WORK TASK 1:
Rewrite the passage from "Burmese body builder" up to and including "18 Great Myanmars." of the page text about Walter Chit Tun, substituting "Mawlamyaing" for "Moulmein".
WORK TASK 2:
According to the page text about Walter Chit Tun, what was the title of the document he wrote that became the tenets for Muscle Control?

PAGE TEXT:
================================

Burmese body builder

Walter Chit Tun (ဝေါ်လတာချစ်ထွန်း), Mon: ဝလ်တာ ချေတ်ထောန်) (1898 – 19 November 1947) was a pioneer of body building and weightlifting in Burma (now Myanmar). He was an ethnic Mon and born in Moulmein (present-day Mawlamyine) in British Burma to parents Dr Chit Tun and Daw Thein Ngwe in 1898. Walter Chit Tun shares the honor of being one of the first 18 Great Myanmars.

== Becoming bodybuilder ==
Walter Chit Tun studied at Rangoon's St. Paul Convent School and continued to Rangoon University. Because of the threats to his life due to his organizing students to stand up for the people's rights, he went on to India to study where he led a revival in the movement, Muscle Control, while also rallying the students of India to fight for their liberties. He influenced many leaders in India's physical culture. He wrote a document titled, Barbell Exercises, that combined the physical and mental condition of the ideal bodybuilder that became the tenets for Muscle Control. It became a phenomenon in India's physical culture.

================================

Dataset entries:

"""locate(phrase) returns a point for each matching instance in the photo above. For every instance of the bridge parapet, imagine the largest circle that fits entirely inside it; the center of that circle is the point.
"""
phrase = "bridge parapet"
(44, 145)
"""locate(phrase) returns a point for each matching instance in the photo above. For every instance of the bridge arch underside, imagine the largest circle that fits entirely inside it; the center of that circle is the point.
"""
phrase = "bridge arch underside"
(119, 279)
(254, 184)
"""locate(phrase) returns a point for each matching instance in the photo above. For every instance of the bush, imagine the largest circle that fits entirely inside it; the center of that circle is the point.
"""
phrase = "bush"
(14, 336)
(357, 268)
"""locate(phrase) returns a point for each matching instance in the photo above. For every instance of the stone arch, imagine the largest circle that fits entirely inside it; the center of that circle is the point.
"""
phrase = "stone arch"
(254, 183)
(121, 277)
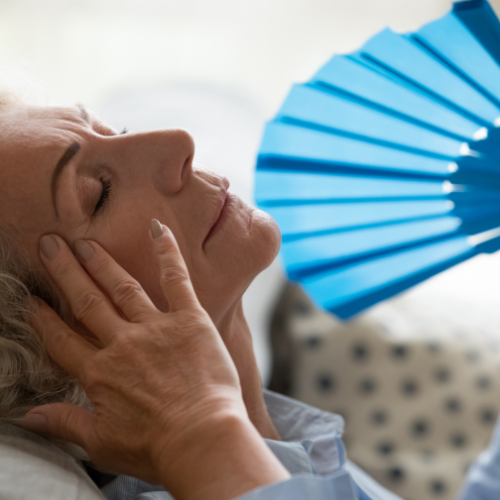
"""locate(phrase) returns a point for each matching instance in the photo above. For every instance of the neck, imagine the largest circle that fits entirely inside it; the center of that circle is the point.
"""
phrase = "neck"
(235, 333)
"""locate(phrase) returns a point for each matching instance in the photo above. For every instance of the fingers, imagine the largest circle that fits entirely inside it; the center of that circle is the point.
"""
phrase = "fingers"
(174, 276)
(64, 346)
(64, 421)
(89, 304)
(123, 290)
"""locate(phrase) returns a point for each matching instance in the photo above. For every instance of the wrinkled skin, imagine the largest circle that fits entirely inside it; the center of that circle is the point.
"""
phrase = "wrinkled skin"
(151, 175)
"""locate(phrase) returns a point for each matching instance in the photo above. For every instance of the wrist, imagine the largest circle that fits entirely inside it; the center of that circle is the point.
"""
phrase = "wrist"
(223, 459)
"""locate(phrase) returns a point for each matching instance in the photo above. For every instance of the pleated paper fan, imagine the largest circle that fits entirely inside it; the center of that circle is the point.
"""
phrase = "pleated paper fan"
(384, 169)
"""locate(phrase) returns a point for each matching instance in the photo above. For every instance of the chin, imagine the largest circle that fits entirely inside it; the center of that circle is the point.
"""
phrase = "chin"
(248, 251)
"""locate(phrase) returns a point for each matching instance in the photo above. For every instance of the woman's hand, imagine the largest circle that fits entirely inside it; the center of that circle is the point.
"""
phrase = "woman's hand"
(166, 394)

================================

WRITTEN SOLUTION 1:
Burmese body builder

Walter Chit Tun (ဝေါ်လတာချစ်ထွန်း), Mon: ဝလ်တာ ချေတ်ထောန်) (1898 – 19 November 1947) was a pioneer of body building and weightlifting in Burma (now Myanmar). He was an ethnic Mon and born in Mawlamyaing (present-day Mawlamyine) in British Burma to parents Dr Chit Tun and Daw Thein Ngwe in 1898. Walter Chit Tun shares the honor of being one of the first 18 Great Myanmars.

WRITTEN SOLUTION 2:
Barbell Exercises